Look for the string "give" in the listing. Copy each line that has it.

**Source material**:
○ ○ ○ ○ ○

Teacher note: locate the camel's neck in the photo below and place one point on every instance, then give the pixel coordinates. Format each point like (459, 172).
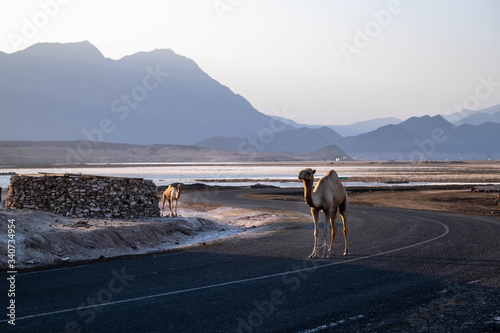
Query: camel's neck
(308, 193)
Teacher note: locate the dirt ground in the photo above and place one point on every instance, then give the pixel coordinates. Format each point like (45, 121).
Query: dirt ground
(47, 239)
(461, 201)
(457, 201)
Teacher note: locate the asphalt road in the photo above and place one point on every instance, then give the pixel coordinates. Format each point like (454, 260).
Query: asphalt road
(409, 271)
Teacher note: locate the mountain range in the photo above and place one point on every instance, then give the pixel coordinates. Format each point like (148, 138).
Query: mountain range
(70, 92)
(53, 91)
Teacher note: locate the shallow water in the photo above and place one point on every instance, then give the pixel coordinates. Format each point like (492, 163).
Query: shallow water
(229, 174)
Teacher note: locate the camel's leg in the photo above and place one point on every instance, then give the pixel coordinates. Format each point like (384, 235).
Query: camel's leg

○ ○ ○ ○ ○

**Solved exercise**:
Teacher note: locate the camel's neck in the photo below and place one point on every instance, then give the pixel coordinates. Format each point like (459, 172).
Teacher note: locate the dirt ground in the photo above and place one point on every instance, then give the pixel coordinates. Format each point like (45, 121).
Teacher note: locate the asphalt road in the photo above and place one point on every instance, then give the pixel coordinates. Format each point like (454, 260).
Teacher note: locate the mountain range in the photo above and place one point on every instance, then give the pixel coordinates. Format each point like (148, 138).
Teacher note: locate the shallow water in the photo above and place one point on every instance, then give the pixel coordinates. Format each point like (492, 163).
Teacher note: locate the camel's leg in the photo above and place one point on every instance, then give the pixel coordinates. Format each point like (384, 235).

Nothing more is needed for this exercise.